[start of Dataset rows]

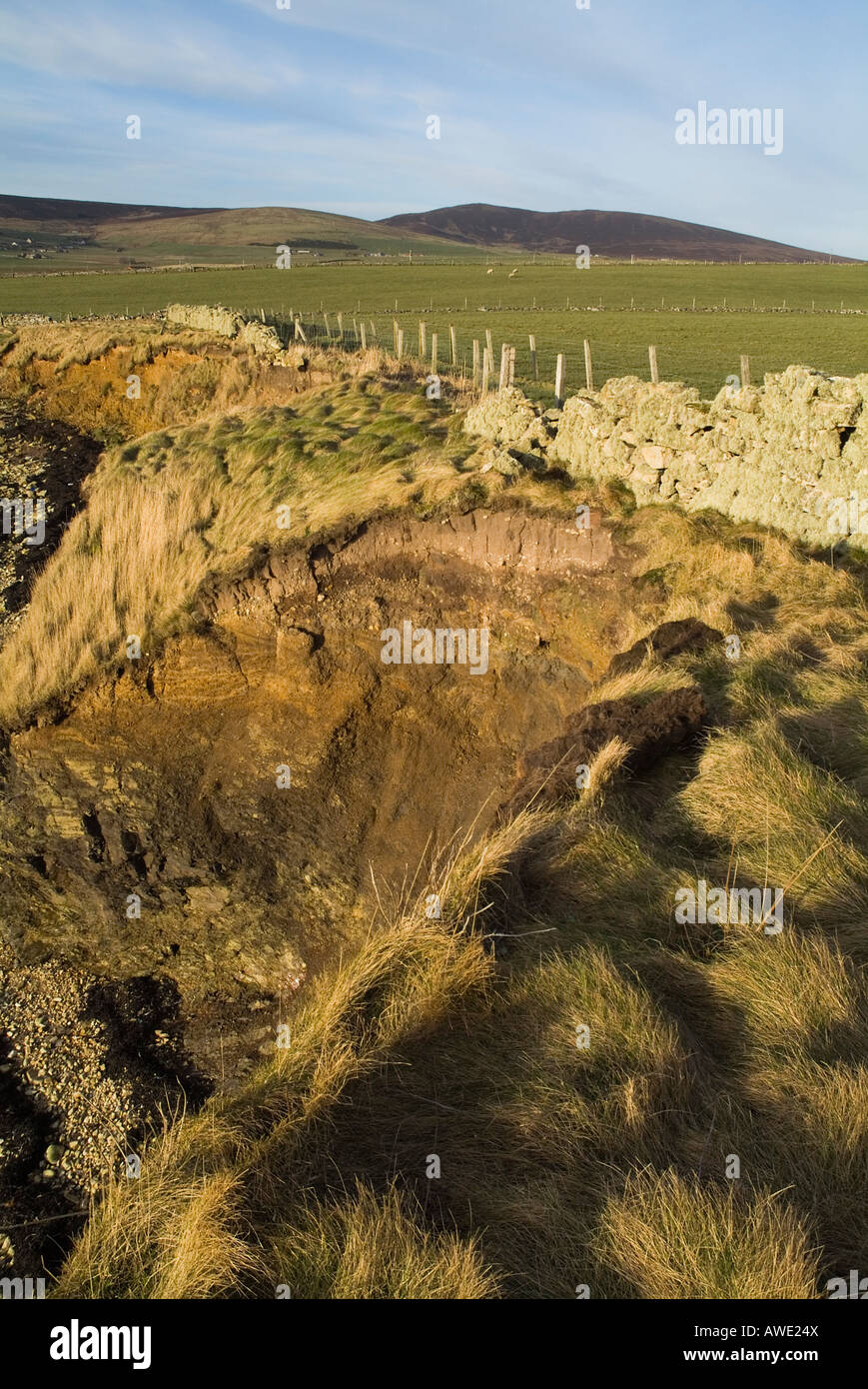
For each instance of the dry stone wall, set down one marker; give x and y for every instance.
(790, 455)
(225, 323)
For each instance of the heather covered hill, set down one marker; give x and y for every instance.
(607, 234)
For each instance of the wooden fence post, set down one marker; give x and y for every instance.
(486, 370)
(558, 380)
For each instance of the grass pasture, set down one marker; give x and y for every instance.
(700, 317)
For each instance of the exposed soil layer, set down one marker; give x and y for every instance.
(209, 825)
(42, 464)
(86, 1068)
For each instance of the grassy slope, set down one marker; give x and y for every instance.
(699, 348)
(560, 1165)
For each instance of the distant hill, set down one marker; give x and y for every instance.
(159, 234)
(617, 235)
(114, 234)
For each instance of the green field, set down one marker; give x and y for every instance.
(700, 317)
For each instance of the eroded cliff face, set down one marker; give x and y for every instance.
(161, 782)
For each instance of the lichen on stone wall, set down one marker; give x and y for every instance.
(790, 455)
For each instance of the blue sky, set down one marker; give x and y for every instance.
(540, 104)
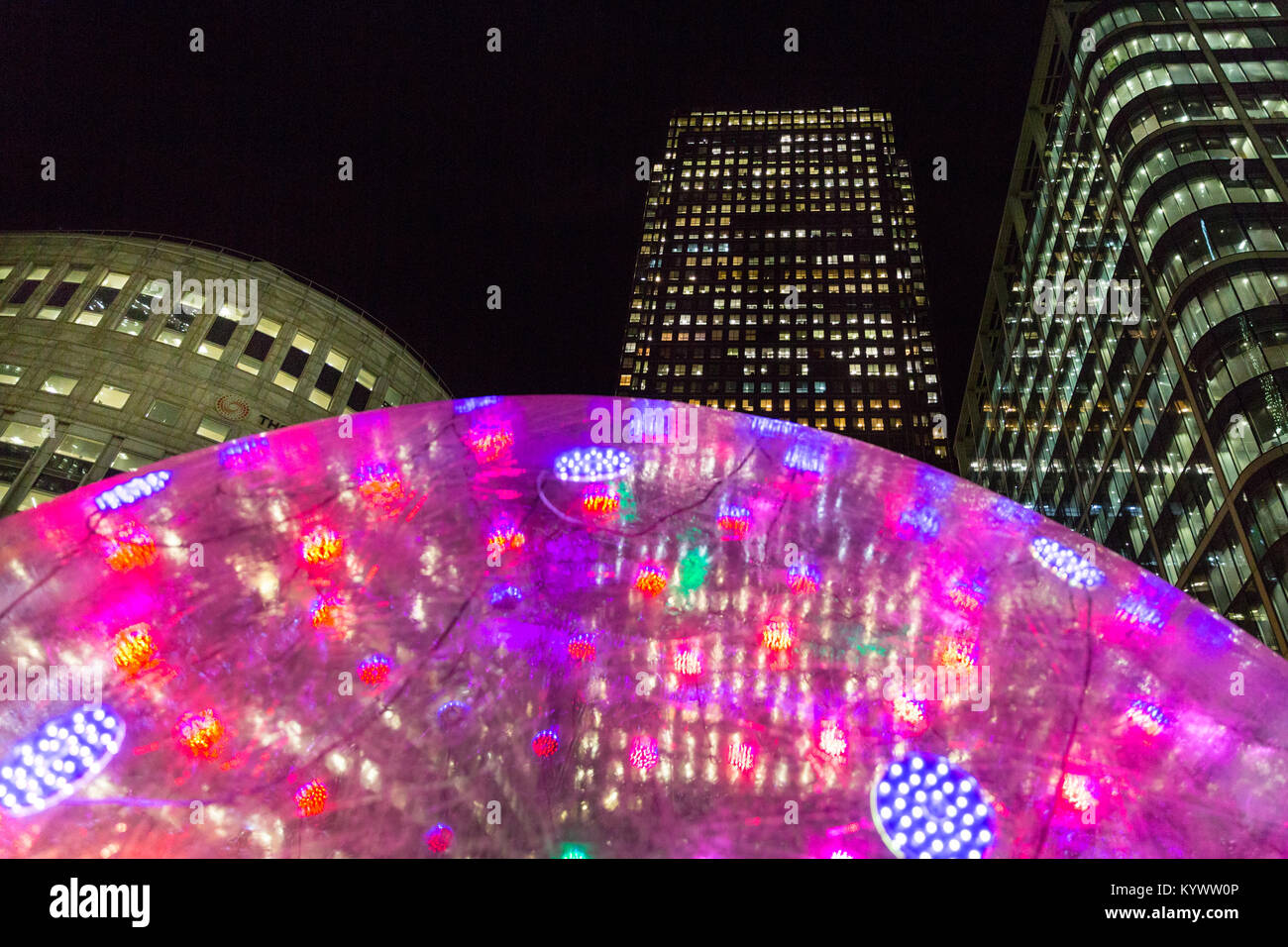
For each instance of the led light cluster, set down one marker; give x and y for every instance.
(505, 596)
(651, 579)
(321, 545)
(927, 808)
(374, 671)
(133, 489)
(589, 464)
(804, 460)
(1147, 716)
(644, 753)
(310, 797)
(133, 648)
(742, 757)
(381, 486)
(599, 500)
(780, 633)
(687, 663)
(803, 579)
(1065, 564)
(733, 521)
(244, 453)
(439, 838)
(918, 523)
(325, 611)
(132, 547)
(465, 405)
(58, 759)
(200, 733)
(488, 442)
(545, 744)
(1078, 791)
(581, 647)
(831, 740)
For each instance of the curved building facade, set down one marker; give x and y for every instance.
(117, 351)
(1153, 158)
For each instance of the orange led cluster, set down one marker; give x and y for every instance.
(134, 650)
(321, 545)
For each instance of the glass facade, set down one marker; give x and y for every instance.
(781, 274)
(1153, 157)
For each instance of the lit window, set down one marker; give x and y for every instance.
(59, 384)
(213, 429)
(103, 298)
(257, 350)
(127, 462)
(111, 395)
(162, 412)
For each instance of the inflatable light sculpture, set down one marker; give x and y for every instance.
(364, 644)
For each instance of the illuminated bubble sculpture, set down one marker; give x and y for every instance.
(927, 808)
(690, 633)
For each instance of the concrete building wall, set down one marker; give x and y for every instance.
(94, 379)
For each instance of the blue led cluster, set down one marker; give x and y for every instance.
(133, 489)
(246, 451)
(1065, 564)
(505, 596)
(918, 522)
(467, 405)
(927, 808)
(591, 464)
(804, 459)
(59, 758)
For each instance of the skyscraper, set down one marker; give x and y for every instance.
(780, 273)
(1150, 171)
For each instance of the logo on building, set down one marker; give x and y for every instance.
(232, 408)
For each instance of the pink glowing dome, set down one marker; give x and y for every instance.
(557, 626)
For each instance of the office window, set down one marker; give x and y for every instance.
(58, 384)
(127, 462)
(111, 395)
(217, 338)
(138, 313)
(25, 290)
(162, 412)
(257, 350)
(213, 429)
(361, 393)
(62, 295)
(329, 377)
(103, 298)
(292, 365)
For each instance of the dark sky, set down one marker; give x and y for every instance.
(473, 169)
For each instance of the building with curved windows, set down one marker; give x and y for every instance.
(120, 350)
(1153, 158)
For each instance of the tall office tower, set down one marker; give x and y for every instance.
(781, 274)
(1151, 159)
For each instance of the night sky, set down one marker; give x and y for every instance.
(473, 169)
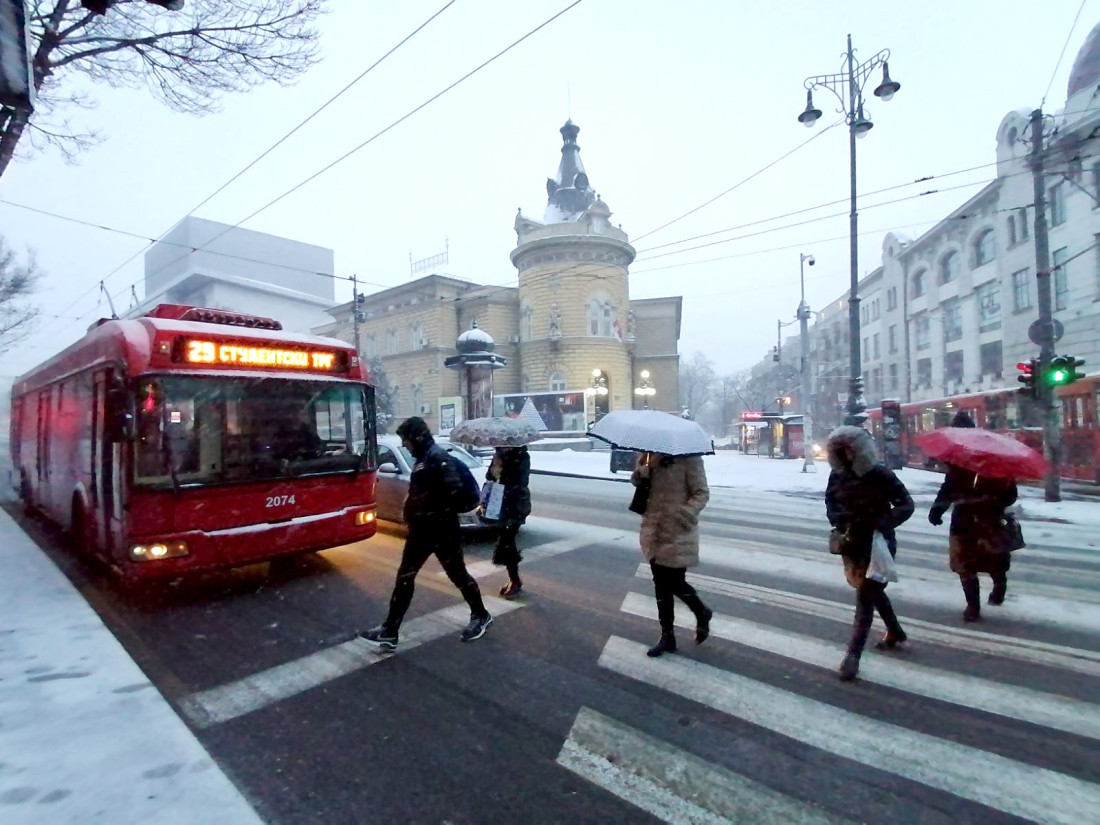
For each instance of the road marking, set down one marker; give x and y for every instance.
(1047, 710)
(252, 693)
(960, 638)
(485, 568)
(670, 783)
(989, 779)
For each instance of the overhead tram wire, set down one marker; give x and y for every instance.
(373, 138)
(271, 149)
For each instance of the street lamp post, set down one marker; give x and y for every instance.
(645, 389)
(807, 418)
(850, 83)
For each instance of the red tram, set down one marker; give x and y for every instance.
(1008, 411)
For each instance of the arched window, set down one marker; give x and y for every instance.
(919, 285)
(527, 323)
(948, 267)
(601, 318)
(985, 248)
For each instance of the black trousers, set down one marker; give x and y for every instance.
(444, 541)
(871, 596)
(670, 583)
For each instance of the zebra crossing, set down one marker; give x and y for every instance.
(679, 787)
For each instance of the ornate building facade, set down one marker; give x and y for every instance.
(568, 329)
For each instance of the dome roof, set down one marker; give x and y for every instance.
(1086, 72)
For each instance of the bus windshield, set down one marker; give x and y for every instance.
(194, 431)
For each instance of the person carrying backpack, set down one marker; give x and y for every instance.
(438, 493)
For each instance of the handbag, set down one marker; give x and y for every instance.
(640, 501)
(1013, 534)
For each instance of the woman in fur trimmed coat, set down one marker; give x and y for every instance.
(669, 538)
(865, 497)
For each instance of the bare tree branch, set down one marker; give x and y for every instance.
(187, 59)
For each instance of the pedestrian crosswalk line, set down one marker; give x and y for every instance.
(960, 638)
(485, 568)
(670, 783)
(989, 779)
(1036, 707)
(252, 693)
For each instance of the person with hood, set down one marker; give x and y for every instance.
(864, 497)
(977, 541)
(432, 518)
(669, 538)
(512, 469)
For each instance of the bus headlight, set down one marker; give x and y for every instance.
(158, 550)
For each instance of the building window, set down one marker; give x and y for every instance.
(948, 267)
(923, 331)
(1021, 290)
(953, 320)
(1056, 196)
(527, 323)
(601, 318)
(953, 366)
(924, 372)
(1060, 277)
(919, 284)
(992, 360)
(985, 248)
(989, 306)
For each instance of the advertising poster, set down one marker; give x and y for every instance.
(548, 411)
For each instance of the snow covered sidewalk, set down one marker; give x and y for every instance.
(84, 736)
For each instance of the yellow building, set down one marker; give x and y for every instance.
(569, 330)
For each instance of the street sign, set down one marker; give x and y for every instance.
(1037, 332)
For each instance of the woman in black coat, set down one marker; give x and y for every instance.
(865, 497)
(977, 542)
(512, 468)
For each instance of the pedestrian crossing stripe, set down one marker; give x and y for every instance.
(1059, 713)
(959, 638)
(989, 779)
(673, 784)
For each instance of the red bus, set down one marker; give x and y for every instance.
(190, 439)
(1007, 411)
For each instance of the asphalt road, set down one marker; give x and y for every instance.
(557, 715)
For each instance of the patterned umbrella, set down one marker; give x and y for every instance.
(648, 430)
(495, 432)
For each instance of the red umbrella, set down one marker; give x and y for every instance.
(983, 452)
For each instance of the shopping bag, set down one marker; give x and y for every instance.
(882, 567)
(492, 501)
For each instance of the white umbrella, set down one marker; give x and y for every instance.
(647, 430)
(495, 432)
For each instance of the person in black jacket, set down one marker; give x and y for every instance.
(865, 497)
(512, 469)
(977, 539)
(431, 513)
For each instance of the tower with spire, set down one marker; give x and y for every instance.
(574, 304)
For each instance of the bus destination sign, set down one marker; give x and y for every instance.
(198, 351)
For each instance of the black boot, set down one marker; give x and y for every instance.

[end of Dataset rows]

### Task
Convert every line of the listing above into a JSON array of strings, one string per line, skipping blank lines and leaving out the picture lines.

### Correct answer
[
  "For each instance of the dry stone wall, set down one marker; give x and y for every instance.",
  "(790, 455)",
  "(225, 323)",
  "For each instance of the heather covered hill, set down one marker; give x and y for every instance.",
  "(607, 234)",
  "For each instance of the wooden fence post, set down one marker; give x and y for every instance.",
  "(486, 370)",
  "(558, 380)",
  "For each instance of the grass pasture, set down one marker; give x and y for every instance.",
  "(700, 317)",
  "For each instance of the exposed soil layer, set down one marker; give x and y for every instance.",
  "(209, 825)",
  "(42, 464)",
  "(86, 1068)",
  "For each instance of the grassy slope, set down one marker; give x and y for every instance.",
  "(699, 348)",
  "(560, 1165)",
  "For each instance of the distant hill, set down one marker; give x and y for every instance.",
  "(159, 234)",
  "(617, 235)",
  "(114, 234)",
  "For each instance of the green field, set down one marker; give x and y for every instance.",
  "(700, 317)",
  "For each instance of the eroded cliff face, set down one marker; give x and y for every instance.",
  "(161, 782)",
  "For each instance of the lichen on stone wall, set down one marker; give x and y for every instance.",
  "(790, 455)",
  "For each instance of the blue sky, set down one marker; give x and y for every instance.",
  "(540, 104)",
  "For each instance of the led light cluster, set down one marker; give x and y for every instance.",
  "(505, 596)",
  "(651, 579)",
  "(321, 545)",
  "(927, 808)",
  "(374, 671)",
  "(133, 489)",
  "(589, 464)",
  "(804, 460)",
  "(1147, 716)",
  "(644, 753)",
  "(310, 797)",
  "(133, 648)",
  "(742, 757)",
  "(381, 486)",
  "(599, 500)",
  "(780, 633)",
  "(687, 663)",
  "(803, 579)",
  "(1065, 564)",
  "(733, 521)",
  "(244, 453)",
  "(439, 838)",
  "(918, 523)",
  "(325, 611)",
  "(132, 547)",
  "(465, 405)",
  "(58, 759)",
  "(200, 733)",
  "(488, 442)",
  "(545, 744)",
  "(1078, 791)",
  "(581, 647)",
  "(831, 740)",
  "For each instance of the curved building facade, set down one marker; give x and y for every instance.",
  "(117, 351)",
  "(1153, 158)",
  "For each instance of the orange led cluster, set down one marker; give x and y for every instance.",
  "(134, 650)",
  "(321, 545)",
  "For each instance of the glass facade, set down one marker; give x and y for every instance.",
  "(781, 274)",
  "(1153, 157)",
  "For each instance of the lit window, set down one marker; give x and y for every instance.",
  "(59, 384)",
  "(213, 429)",
  "(103, 298)",
  "(257, 350)",
  "(127, 462)",
  "(111, 395)",
  "(162, 412)",
  "For each instance of the inflatable light sculpture, set down one marker; give x and y for every instance.",
  "(364, 644)",
  "For each instance of the illuminated bubble sculpture, set down one marker; give x and y for every instance.",
  "(927, 808)",
  "(690, 633)",
  "For each instance of the concrete building wall, set down one marker; give x and y for every instance.",
  "(94, 379)",
  "For each instance of the blue led cluster, set down one marker; give x and y for every instance.",
  "(133, 489)",
  "(246, 451)",
  "(1065, 564)",
  "(505, 596)",
  "(918, 522)",
  "(467, 405)",
  "(927, 808)",
  "(591, 464)",
  "(804, 459)",
  "(59, 758)",
  "For each instance of the skyscraper, set down one marker; give x and y for every instance.",
  "(780, 273)",
  "(1150, 171)",
  "For each instance of the logo on building, set down one marker; give x and y for every instance.",
  "(232, 408)",
  "For each instance of the pink glowing dome, set down one marker; give x and y for every instance.",
  "(557, 626)",
  "For each instance of the office window, set down one marker; give x and y for every instance.",
  "(58, 384)",
  "(127, 462)",
  "(111, 395)",
  "(217, 338)",
  "(138, 313)",
  "(25, 290)",
  "(162, 412)",
  "(257, 350)",
  "(213, 429)",
  "(361, 393)",
  "(62, 295)",
  "(329, 377)",
  "(103, 298)",
  "(292, 365)",
  "For each instance of the dark sky, set down one marker; give x and y for every instance.",
  "(473, 169)",
  "For each instance of the building with curved windows, set down one marker; give x and y for every instance.",
  "(120, 350)",
  "(1153, 158)",
  "For each instance of the tall office tower, set down one marker; give x and y for every instance.",
  "(781, 274)",
  "(1151, 159)",
  "For each instance of the night sky, set down one marker; give x and y for every instance.",
  "(473, 169)",
  "For each instance of the road marking, set down one marker; give x and y for every instance.",
  "(1047, 710)",
  "(252, 693)",
  "(960, 638)",
  "(485, 568)",
  "(670, 783)",
  "(989, 779)",
  "For each instance of the overhead tram wire, set down one marker; give x and y for every instance.",
  "(373, 138)",
  "(271, 149)",
  "For each instance of the street lamp post, set down one marker; give x and y for every instance.",
  "(645, 389)",
  "(807, 418)",
  "(850, 83)",
  "For each instance of the red tram, set down one marker; give x and y for every instance.",
  "(1008, 411)",
  "For each instance of the arched window, set down one marker; give x and y for every instance.",
  "(919, 285)",
  "(527, 323)",
  "(948, 267)",
  "(601, 318)",
  "(985, 248)",
  "For each instance of the black trousers, set down one marker; give x and y for every instance.",
  "(444, 541)",
  "(871, 596)",
  "(670, 583)",
  "For each instance of the zebra crossing, set down one marker; give x and y for every instance.",
  "(679, 787)",
  "For each instance of the ornate building facade, set down one marker; give x and y for every instance.",
  "(568, 329)",
  "For each instance of the dome roof, set down one marker; give x and y for every instance.",
  "(1086, 72)",
  "For each instance of the bus windshield, set down one marker; give x and y for every instance.",
  "(194, 431)",
  "For each instance of the person carrying backpack, set down one marker; give x and y for every instance.",
  "(438, 493)",
  "For each instance of the handbag, set down one marker; give x and y for every instance.",
  "(640, 501)",
  "(1013, 534)",
  "For each instance of the woman in fur trimmed coat, set down one marker; give x and y for every instance.",
  "(669, 538)",
  "(865, 497)",
  "For each instance of the bare tree branch, set down one marker; give x and y for every instance.",
  "(187, 59)",
  "For each instance of the pedestrian crosswalk line, set down one marker; give x and y for every instance.",
  "(960, 638)",
  "(485, 568)",
  "(670, 783)",
  "(989, 779)",
  "(1036, 707)",
  "(252, 693)",
  "For each instance of the person with hood, set down one marker; give x and y for every instance.",
  "(864, 497)",
  "(977, 541)",
  "(432, 518)",
  "(669, 538)",
  "(512, 469)",
  "For each instance of the bus headlight, set down one marker; give x and y for every instance.",
  "(158, 550)",
  "For each instance of the building window, set down one marker; give x and y for every instance.",
  "(948, 267)",
  "(923, 331)",
  "(1021, 290)",
  "(953, 320)",
  "(1056, 196)",
  "(527, 323)",
  "(601, 318)",
  "(953, 366)",
  "(924, 372)",
  "(1060, 277)",
  "(919, 284)",
  "(992, 360)",
  "(985, 248)",
  "(989, 306)",
  "For each instance of the advertising poster, set down one marker; give x and y for every instance.",
  "(548, 411)",
  "For each instance of the snow covered sidewalk, set down one marker; give x and y for every instance.",
  "(84, 736)",
  "For each instance of the yellow building, set down one marker; give x and y for every instance.",
  "(569, 330)",
  "For each instance of the street sign, set down one marker; give x and y for every instance.",
  "(1037, 332)",
  "For each instance of the woman in black coat, set down one marker; give x and y for every instance.",
  "(865, 497)",
  "(977, 542)",
  "(512, 468)",
  "For each instance of the pedestrian crossing stripe, set down one marker; give x and y for every instance.",
  "(1059, 713)",
  "(959, 638)",
  "(989, 779)",
  "(673, 784)",
  "For each instance of the red bus, set down one marker; give x and y for every instance.",
  "(190, 439)",
  "(1007, 411)",
  "For each instance of the asphalt road, set down one marker; give x and y for every instance.",
  "(557, 715)",
  "For each instance of the patterned umbrella, set down one marker; give x and y for every instance.",
  "(648, 430)",
  "(495, 432)",
  "For each instance of the red umbrella, set down one marker; give x and y for every instance.",
  "(983, 452)",
  "For each instance of the shopping bag, set down one marker; give x and y for every instance.",
  "(882, 567)",
  "(492, 501)",
  "For each instance of the white umbrella, set down one marker; give x and y for every instance.",
  "(647, 430)",
  "(495, 432)",
  "For each instance of the person in black jacket, set down one marker; give x and y for every instance.",
  "(865, 497)",
  "(512, 469)",
  "(977, 539)",
  "(431, 513)",
  "For each instance of the tower with spire, set down one marker; give x and y for every instance.",
  "(574, 304)",
  "For each instance of the bus destination sign, set down one marker; give x and y for every instance.",
  "(198, 351)",
  "For each instance of the black boot, set down one marker; give x and y for every instance."
]